(Dataset lines about object locations)
- - - - -

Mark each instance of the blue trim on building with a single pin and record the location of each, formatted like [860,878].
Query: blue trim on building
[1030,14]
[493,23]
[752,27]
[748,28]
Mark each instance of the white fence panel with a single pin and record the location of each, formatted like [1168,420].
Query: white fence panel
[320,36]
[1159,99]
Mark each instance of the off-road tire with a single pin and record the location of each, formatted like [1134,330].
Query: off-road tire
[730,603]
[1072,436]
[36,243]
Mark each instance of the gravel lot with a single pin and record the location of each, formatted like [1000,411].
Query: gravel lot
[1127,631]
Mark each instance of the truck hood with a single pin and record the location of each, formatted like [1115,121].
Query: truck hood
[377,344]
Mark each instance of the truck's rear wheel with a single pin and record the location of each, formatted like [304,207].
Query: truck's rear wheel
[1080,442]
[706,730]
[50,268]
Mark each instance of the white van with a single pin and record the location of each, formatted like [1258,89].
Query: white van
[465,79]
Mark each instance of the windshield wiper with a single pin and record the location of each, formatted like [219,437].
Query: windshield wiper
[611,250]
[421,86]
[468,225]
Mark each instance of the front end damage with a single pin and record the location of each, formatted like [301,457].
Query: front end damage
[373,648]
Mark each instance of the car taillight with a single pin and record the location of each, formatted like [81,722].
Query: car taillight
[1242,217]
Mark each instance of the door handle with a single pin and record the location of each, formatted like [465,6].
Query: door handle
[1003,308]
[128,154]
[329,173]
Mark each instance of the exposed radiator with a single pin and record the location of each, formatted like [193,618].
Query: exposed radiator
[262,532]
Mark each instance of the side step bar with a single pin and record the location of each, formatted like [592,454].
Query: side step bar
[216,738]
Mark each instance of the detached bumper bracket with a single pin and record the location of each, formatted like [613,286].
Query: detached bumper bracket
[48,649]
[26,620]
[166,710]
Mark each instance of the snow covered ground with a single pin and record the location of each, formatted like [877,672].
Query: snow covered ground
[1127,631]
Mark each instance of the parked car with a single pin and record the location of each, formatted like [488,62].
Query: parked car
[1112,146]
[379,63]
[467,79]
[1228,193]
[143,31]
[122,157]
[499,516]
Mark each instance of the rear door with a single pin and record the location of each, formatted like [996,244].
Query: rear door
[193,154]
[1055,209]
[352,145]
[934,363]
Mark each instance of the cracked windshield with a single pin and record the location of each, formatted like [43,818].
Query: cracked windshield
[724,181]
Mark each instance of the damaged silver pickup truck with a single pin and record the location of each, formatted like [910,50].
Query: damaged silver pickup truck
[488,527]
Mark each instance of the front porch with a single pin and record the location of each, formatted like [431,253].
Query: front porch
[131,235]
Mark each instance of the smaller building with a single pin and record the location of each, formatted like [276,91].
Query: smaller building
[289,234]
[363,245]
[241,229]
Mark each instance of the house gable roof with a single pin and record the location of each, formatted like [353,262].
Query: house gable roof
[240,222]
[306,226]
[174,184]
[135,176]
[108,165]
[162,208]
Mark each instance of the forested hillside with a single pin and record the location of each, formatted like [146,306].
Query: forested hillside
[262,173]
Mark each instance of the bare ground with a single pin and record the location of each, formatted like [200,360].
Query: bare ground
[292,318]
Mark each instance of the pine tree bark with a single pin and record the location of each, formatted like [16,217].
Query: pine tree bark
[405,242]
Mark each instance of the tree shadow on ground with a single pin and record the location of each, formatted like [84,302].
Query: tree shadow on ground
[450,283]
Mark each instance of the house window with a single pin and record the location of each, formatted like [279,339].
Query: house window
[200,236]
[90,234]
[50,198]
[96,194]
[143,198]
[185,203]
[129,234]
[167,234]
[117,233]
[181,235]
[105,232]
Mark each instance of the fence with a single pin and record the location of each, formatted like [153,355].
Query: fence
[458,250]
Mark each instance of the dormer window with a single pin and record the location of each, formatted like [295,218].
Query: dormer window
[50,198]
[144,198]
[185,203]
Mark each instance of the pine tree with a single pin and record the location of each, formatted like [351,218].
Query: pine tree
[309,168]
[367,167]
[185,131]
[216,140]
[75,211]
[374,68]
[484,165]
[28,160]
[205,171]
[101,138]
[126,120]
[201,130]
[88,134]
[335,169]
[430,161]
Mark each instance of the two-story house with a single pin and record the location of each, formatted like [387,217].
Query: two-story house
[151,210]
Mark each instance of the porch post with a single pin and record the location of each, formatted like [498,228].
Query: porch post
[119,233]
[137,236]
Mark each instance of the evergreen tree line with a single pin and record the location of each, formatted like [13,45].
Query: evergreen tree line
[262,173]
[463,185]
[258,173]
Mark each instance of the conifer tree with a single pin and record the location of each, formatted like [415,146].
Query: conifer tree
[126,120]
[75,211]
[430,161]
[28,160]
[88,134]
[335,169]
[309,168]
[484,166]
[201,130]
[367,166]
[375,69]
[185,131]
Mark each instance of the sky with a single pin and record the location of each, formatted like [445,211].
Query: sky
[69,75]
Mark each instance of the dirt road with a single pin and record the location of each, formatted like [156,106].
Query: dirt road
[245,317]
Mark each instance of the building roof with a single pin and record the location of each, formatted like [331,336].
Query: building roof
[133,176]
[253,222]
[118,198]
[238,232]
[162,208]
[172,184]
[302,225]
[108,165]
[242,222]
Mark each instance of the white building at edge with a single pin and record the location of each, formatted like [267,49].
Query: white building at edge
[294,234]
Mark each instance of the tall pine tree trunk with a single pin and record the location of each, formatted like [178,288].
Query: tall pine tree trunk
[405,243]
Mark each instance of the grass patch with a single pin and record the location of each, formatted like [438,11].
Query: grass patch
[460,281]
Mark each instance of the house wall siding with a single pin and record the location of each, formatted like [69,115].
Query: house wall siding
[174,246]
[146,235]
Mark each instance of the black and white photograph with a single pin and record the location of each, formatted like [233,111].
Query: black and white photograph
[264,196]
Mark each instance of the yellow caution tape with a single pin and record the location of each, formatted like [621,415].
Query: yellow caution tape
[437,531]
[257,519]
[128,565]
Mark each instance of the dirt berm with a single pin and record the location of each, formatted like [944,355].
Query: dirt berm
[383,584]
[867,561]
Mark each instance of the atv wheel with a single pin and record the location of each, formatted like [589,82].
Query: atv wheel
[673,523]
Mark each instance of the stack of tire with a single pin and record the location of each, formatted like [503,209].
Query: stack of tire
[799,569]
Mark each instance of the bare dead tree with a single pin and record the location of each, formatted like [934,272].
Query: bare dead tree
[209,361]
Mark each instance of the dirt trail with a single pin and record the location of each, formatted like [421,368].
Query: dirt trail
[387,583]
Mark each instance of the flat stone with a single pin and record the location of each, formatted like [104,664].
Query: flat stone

- - - - -

Please turn the lines into a JSON list of strings with one string per line, starting at the line that contains "Mark each instance of the dirt trail" and continuing through the final line, both included, with blank lines left out.

[
  "Mark each instance of the dirt trail with a single pin and record the location of each, formatted like [421,368].",
  "Query: dirt trail",
  "[387,583]",
  "Mark each instance of the flat stone with a single pin and record the location of each, formatted like [104,664].",
  "Query: flat stone"
]